- _Text under study_

Where are all the Dirt Racetracks in Wisconsin?
With the passing of another Wisconsin ice age (aka, winter), there are several clues that Spring may finally be here. These include mountains of melting snow making a cold muddy slosh out of everything, while grownups in short sleeves cruise around town in their open convertibles—even as the temperature struggles to top 50 degrees. Getting dressed in the morning, we layer-up against winter’s waning chill, only to perform a gradual striptease as the day warms up. Then at night, the aroma of grilled burgers and brats comes wafting through windows that are open for only the first time in six months. Grandma and grandpa are finally headed home from Florida. And the state’s dirt racing tracks are being groomed and readied for their late spring openings.
Though it may come as a surprise to ardent NASCAR fans, dirt track racing is the most popular form of auto racing in the United States. According to the National Speedway Directory there are over 700 oval dirt tracks in operation throughout the U.S., with Wisconsin laying claim to at least 24 of them (give or take). Several more are in our neighboring states.
Dirt track races are family-friendly events that tend to be deeply rooted in their respective communities. A good example is the Red Cedar Speedway in Menomonie which was developed in the 1970’s by a handful of farmers and other locals whose main intent was to make each race a gathering of friends, neighbors and community. Often these racetracks are family-owned and/or community supported, and many of the drivers are locals who are familiar to many (if not most) of the spectators.
Dirt track racing is one of those sports you learn by being there, paying attention and going back often. Part county fair, part food truck festival and part 4th of July picnic, the spectacle alone is worth the price of admission.

- _Records provided_
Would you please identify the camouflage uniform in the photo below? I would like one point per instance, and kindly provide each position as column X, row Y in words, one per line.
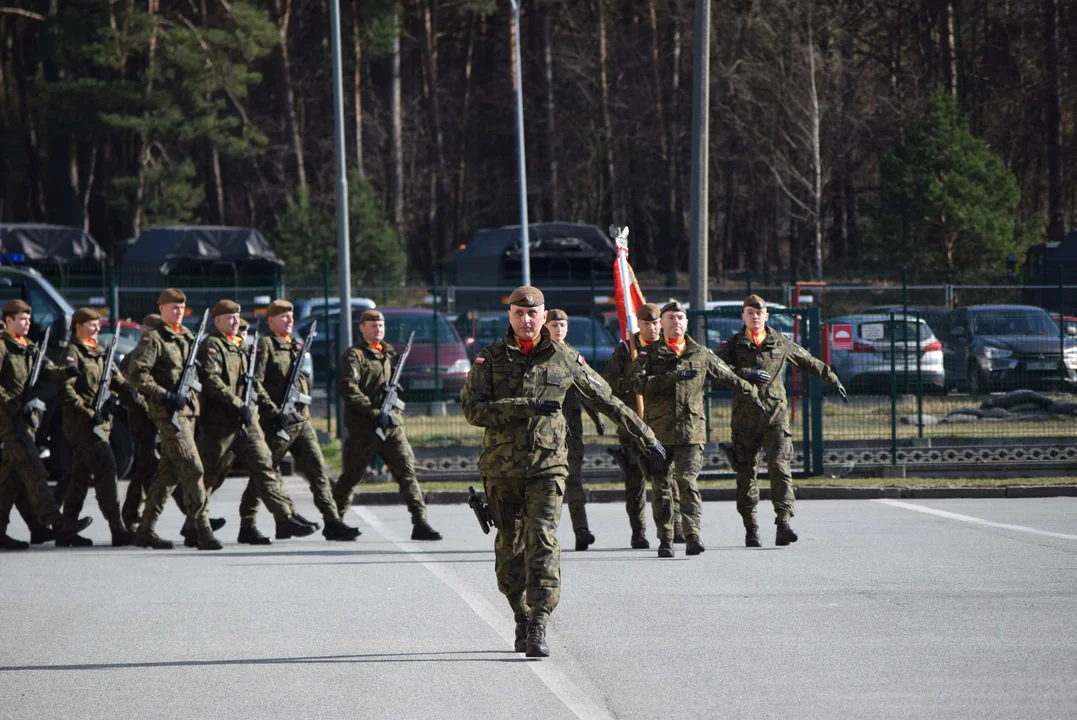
column 364, row 372
column 144, row 441
column 674, row 411
column 752, row 429
column 276, row 356
column 21, row 467
column 156, row 365
column 93, row 459
column 523, row 461
column 222, row 370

- _Task instructions_
Please answer these from the Wisconsin dirt track text:
(a) How many oval dirt tracks does the National Speedway Directory report in operation throughout the U.S.?
(b) Which speedway was developed in the 1970s by a handful of farmers and other locals?
(c) What temperature does the text say is struggling to top while grownups cruise in open convertibles?
You can set the listing aside.

- _Response to the task_
(a) Over 700.
(b) The Red Cedar Speedway in Menomonie.
(c) 50 degrees.